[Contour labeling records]
▼▼▼

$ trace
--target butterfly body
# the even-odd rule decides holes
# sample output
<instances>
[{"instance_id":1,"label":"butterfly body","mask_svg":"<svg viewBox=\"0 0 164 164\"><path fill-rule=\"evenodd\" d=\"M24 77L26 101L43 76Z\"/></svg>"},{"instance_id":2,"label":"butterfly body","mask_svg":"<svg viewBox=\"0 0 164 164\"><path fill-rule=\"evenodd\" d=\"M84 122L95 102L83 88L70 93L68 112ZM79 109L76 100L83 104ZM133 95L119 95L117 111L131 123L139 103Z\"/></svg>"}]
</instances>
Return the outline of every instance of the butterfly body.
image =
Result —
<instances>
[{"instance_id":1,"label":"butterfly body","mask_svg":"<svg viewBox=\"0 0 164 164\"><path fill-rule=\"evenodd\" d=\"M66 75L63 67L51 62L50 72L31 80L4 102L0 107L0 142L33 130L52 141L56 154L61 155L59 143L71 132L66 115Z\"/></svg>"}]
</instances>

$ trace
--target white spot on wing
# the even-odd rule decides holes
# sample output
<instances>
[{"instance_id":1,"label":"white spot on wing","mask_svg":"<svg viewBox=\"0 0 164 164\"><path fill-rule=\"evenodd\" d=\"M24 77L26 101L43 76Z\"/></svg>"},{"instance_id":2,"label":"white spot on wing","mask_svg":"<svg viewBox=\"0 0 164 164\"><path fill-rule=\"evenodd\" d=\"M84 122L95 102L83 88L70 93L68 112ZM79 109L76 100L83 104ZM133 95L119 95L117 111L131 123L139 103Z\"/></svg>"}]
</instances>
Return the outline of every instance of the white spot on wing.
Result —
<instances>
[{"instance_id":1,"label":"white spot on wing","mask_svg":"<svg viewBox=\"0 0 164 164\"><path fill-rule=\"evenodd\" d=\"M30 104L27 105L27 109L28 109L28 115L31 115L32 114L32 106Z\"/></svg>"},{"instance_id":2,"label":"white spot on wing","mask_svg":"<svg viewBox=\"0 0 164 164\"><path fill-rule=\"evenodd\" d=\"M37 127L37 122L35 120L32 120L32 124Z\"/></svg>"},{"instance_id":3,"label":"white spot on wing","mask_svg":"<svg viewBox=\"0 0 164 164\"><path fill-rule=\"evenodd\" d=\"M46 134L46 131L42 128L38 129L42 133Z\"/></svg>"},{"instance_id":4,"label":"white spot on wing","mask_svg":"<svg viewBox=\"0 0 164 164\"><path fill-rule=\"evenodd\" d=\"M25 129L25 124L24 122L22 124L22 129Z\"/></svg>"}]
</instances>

▲▲▲

Aim of the task
Pull every line of the records above out verbatim, changing nothing.

Task response
$ trace
--target butterfly body
# the even-odd rule decides holes
# sample output
<instances>
[{"instance_id":1,"label":"butterfly body","mask_svg":"<svg viewBox=\"0 0 164 164\"><path fill-rule=\"evenodd\" d=\"M24 77L26 101L43 76Z\"/></svg>"},{"instance_id":2,"label":"butterfly body","mask_svg":"<svg viewBox=\"0 0 164 164\"><path fill-rule=\"evenodd\" d=\"M84 122L95 102L83 88L70 93L68 112ZM79 109L76 100L83 104ZM133 95L119 95L117 111L131 123L139 103Z\"/></svg>"}]
</instances>
Return the outline of every instance of the butterfly body.
image =
Result —
<instances>
[{"instance_id":1,"label":"butterfly body","mask_svg":"<svg viewBox=\"0 0 164 164\"><path fill-rule=\"evenodd\" d=\"M66 75L63 67L51 62L50 72L31 80L4 102L0 107L0 142L33 130L52 141L56 154L61 155L59 143L71 132L66 115Z\"/></svg>"}]
</instances>

$ trace
--target white spot on wing
# the even-odd rule decides holes
# sample output
<instances>
[{"instance_id":1,"label":"white spot on wing","mask_svg":"<svg viewBox=\"0 0 164 164\"><path fill-rule=\"evenodd\" d=\"M24 77L26 101L43 76Z\"/></svg>"},{"instance_id":2,"label":"white spot on wing","mask_svg":"<svg viewBox=\"0 0 164 164\"><path fill-rule=\"evenodd\" d=\"M84 122L95 102L83 88L70 93L68 112ZM79 109L76 100L83 104ZM133 95L119 95L117 111L131 123L139 103Z\"/></svg>"}]
</instances>
Return the outline of every instance of the white spot on wing.
Result —
<instances>
[{"instance_id":1,"label":"white spot on wing","mask_svg":"<svg viewBox=\"0 0 164 164\"><path fill-rule=\"evenodd\" d=\"M30 104L27 105L27 109L28 109L28 115L31 115L32 114L32 106Z\"/></svg>"},{"instance_id":2,"label":"white spot on wing","mask_svg":"<svg viewBox=\"0 0 164 164\"><path fill-rule=\"evenodd\" d=\"M37 127L37 122L35 120L32 120L32 124Z\"/></svg>"},{"instance_id":3,"label":"white spot on wing","mask_svg":"<svg viewBox=\"0 0 164 164\"><path fill-rule=\"evenodd\" d=\"M46 134L46 131L42 128L38 129L42 133Z\"/></svg>"},{"instance_id":4,"label":"white spot on wing","mask_svg":"<svg viewBox=\"0 0 164 164\"><path fill-rule=\"evenodd\" d=\"M25 129L25 124L24 122L22 124L22 129Z\"/></svg>"}]
</instances>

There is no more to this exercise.